Source passage:
Executive Compensation at Maryland Nonprofits Draws Attention
The growing complexity of large nonprofits and an increased demand for executive talent is driving up salaries for many executives at Maryland nonprofits, the Baltimore Sun reports.
According to a Sun analysis of about two hundred local nonprofits with at least $20 million in annual income, seven of the state's 501(c)(3) nonprofit organizations paid more than $1 million in salary and benefits to at least one official in 2003, while thirty paid out more than $500,000. At the same time, the Sun reports, nonprofits are also offering bonuses, long-term incentives, and benefits that are more reminiscent of publicly traded companies.
The trend is especially noticeable at nonprofit hospitals and healthcare systems. In Maryland, for example, the nonprofit executive with the highest compensation in 2003 was Christopher M. Carney, the then-CEO at Marriottsville-based Bon Secours Health System, which employs more than 25,000 people across twenty-one hospitals and other healthcare facilities in nine states. Carney, who tripled the system's facilities in his eight years as CEO and has since retired, received more than $1.5 million in salary, bonus, and benefits in 2003. Rounding out the top five were the University of Maryland Medical System, the Johns Hopkins Health System, MedStar Health, and LifeBridge Health, which each paid their top executive at least $1.2 million.
The reason for such salaries, said Lester M. Salamon, director of the Johns Hopkins Center for Civil Society Studies, is straightforward. "Nonprofits are realizing that they have to compete more intensively with the business sector for certain kinds of key positions. That's probably pushing...wages up."

Region pointing data:
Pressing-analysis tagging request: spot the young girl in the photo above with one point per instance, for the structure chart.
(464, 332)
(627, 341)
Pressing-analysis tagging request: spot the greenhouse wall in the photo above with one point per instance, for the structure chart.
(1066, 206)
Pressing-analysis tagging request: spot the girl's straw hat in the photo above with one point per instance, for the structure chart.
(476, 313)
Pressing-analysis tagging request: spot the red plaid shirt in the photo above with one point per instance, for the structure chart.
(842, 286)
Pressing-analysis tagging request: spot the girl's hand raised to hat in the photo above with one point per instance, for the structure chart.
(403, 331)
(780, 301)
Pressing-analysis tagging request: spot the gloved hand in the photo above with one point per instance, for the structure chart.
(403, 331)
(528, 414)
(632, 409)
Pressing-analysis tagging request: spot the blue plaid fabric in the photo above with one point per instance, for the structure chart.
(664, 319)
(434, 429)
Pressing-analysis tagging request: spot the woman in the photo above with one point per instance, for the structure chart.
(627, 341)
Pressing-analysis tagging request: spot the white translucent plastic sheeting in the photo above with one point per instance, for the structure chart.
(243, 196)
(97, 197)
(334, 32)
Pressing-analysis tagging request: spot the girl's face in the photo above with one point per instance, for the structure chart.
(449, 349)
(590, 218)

Exercise instructions:
[a] Quote the article on Maryland nonprofit executive pay from "Executive Compensation at" up to and including "Baltimore Sun reports.".
[b] Pick up the article on Maryland nonprofit executive pay where it stops and keep writing.
The entries stand apart from the article and are not connected to it.

Results by task:
[a]
Executive Compensation at Maryland Nonprofits Draws Attention
The growing complexity of large nonprofits and an increased demand for executive talent is driving up salaries for many executives at Maryland nonprofits, the Baltimore Sun reports.

[b]
Others are quick to point out that most of the top jobs in the sector come with salaries that wouldn't raise eyebrows. Half the chief executives of Maryland nonprofits, for example, earned salaries and bonuses of less than $70,000 in 2003. "The very high compensation of a very small number masks the very low compensation of a very large number," said Rick Cohen, executive director of the National Committee for Responsive Philanthropy, a Washington, D.C.-based watchdog and advocacy organization that promotes public accountability among foundations, corporate grantmakers, and individual donors.
Still, some charity experts think the problem isn't that large nonprofits are competing for corporate talent, but that some of them aren't nonprofits at all. Hospitals, for example, used to be gathering places for the poor but now are fee-for-service providers, said John D. Colombo, a University of Illinois law professor who studies charities. "I don't think there is much rationale for multimillion-dollar business enterprises being tax-exempt," added Colombo.